Stored items from a collection:
* * * * * * * * *
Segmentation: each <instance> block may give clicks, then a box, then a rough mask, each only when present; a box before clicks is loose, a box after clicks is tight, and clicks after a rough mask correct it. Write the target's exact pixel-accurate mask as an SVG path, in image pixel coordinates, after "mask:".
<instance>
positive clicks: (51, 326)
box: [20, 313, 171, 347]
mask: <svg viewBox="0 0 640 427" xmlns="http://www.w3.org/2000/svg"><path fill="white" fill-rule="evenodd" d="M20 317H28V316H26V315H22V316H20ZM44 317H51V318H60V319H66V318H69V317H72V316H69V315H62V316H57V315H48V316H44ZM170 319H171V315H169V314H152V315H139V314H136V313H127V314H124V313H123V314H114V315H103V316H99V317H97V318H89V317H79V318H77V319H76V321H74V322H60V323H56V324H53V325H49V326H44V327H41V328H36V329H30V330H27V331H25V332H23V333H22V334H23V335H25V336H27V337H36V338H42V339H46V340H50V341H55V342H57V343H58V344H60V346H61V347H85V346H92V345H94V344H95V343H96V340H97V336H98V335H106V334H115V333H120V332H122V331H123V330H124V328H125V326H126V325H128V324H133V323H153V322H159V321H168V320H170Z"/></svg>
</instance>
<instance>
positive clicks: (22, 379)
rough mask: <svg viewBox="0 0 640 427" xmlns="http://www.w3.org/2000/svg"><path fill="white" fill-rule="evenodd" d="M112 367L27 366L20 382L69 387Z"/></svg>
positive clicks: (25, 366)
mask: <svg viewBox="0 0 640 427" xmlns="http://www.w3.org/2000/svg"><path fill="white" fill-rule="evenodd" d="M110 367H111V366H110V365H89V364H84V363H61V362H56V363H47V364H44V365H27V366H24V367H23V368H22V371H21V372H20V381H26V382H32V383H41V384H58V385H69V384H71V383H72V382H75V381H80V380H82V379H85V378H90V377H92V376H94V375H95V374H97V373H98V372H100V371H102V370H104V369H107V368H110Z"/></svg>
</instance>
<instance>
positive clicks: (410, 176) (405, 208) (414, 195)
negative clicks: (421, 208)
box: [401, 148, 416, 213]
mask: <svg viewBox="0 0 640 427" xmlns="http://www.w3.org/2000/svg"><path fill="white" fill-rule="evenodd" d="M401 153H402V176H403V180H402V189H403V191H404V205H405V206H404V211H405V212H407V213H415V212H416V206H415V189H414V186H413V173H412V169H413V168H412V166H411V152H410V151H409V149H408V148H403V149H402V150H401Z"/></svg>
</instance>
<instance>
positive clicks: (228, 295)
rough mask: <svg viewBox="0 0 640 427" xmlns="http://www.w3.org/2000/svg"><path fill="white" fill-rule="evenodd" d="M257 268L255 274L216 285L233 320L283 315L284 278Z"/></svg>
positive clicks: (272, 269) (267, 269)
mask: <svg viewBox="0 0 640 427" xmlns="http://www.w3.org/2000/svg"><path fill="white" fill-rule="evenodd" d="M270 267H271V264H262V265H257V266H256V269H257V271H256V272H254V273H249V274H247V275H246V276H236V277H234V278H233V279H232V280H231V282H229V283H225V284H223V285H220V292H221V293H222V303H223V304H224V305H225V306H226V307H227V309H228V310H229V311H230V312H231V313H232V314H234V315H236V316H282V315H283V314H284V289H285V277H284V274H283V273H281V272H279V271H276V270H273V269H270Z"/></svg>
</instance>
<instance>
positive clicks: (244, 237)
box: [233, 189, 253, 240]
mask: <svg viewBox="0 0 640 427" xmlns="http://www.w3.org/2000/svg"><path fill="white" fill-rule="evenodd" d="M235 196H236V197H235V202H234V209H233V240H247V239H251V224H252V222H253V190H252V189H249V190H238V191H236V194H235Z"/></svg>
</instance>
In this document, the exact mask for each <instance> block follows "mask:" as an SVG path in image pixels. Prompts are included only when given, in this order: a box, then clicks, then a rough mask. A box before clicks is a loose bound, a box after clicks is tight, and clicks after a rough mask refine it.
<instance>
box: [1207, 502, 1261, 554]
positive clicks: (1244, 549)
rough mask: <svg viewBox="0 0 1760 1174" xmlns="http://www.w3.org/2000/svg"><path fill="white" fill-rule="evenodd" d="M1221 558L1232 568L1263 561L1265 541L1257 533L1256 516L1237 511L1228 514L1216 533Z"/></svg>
* * * * * * * * *
■ **THE TASK**:
Your task is to restate every record exactly.

■ **ANSWER FOR THE TASK**:
Segmentation: each <instance> block may give clicks, then a box, then a rough mask, each only when present; a box before clicks is loose, a box after clicks is tight, and clicks after a rough mask correct it. Write the target's exact pixel-accurate mask as an SVG path, in image pixel coordinates, after "mask:".
<instance>
positive clicks: (51, 326)
box: [20, 313, 171, 347]
mask: <svg viewBox="0 0 640 427" xmlns="http://www.w3.org/2000/svg"><path fill="white" fill-rule="evenodd" d="M20 317H28V316H26V315H22V316H20ZM44 317H51V318H60V319H66V318H69V317H72V316H69V315H62V316H57V315H48V316H44ZM170 319H171V315H169V314H152V315H139V314H136V313H127V314H124V313H123V314H114V315H103V316H99V317H97V318H89V317H79V318H77V319H76V321H74V322H60V323H56V324H53V325H49V326H44V327H41V328H36V329H30V330H27V331H25V332H23V333H22V334H23V335H25V336H27V337H36V338H42V339H46V340H50V341H55V342H57V343H58V344H60V346H61V347H85V346H92V345H94V344H95V343H96V340H97V336H98V335H106V334H115V333H120V332H122V331H123V330H124V328H125V326H126V325H128V324H133V323H153V322H159V321H168V320H170Z"/></svg>
</instance>
<instance>
positive clicks: (22, 379)
rough mask: <svg viewBox="0 0 640 427" xmlns="http://www.w3.org/2000/svg"><path fill="white" fill-rule="evenodd" d="M112 367L27 366L20 382L69 387Z"/></svg>
positive clicks: (25, 366)
mask: <svg viewBox="0 0 640 427" xmlns="http://www.w3.org/2000/svg"><path fill="white" fill-rule="evenodd" d="M110 367H111V366H110V365H89V364H84V363H61V362H56V363H47V364H44V365H27V366H24V367H23V368H22V371H21V372H20V381H26V382H32V383H41V384H58V385H69V384H71V383H72V382H75V381H80V380H82V379H85V378H90V377H92V376H94V375H95V374H97V373H98V372H100V371H102V370H104V369H107V368H110Z"/></svg>
</instance>
<instance>
positive clicks: (410, 176) (405, 208) (414, 195)
negative clicks: (421, 208)
box: [401, 148, 416, 213]
mask: <svg viewBox="0 0 640 427" xmlns="http://www.w3.org/2000/svg"><path fill="white" fill-rule="evenodd" d="M401 153H402V176H403V180H402V189H403V191H404V205H405V206H404V211H405V212H407V213H415V212H416V206H415V189H414V186H413V173H412V169H413V168H412V166H411V152H410V151H409V149H408V148H403V149H402V150H401Z"/></svg>
</instance>
<instance>
positive clicks: (228, 295)
rough mask: <svg viewBox="0 0 640 427" xmlns="http://www.w3.org/2000/svg"><path fill="white" fill-rule="evenodd" d="M257 268L255 274L216 285L233 320L283 315L284 278Z"/></svg>
positive clicks: (272, 269) (267, 269)
mask: <svg viewBox="0 0 640 427" xmlns="http://www.w3.org/2000/svg"><path fill="white" fill-rule="evenodd" d="M270 267H271V264H262V265H257V266H256V269H257V271H256V272H254V273H249V274H247V275H246V276H236V277H234V278H233V279H232V280H231V282H229V283H225V284H223V285H220V292H221V293H222V303H223V304H224V305H225V306H226V307H227V309H228V310H229V311H230V312H231V313H232V314H234V315H236V316H282V315H283V314H284V289H285V277H284V274H283V273H281V272H279V271H276V270H273V269H270Z"/></svg>
</instance>
<instance>
positive clicks: (244, 237)
box: [233, 189, 253, 240]
mask: <svg viewBox="0 0 640 427" xmlns="http://www.w3.org/2000/svg"><path fill="white" fill-rule="evenodd" d="M235 196H236V197H235V202H234V209H233V240H247V239H251V224H252V222H253V190H252V189H249V190H238V191H236V194H235Z"/></svg>
</instance>
In this document, the exact mask for each <instance> block follows "mask:" as an SVG path in image pixels. Prompts are included only when given, in this order: a box, then clicks, then a rough mask. A box before clicks is a loose bound, a box after clicks is tight, and clicks after a rough mask refine it.
<instance>
box: [1207, 502, 1261, 554]
positive clicks: (1244, 549)
rough mask: <svg viewBox="0 0 1760 1174" xmlns="http://www.w3.org/2000/svg"><path fill="white" fill-rule="evenodd" d="M1221 558L1232 568L1263 561L1265 541L1257 533L1256 516L1237 511L1228 514L1216 533Z"/></svg>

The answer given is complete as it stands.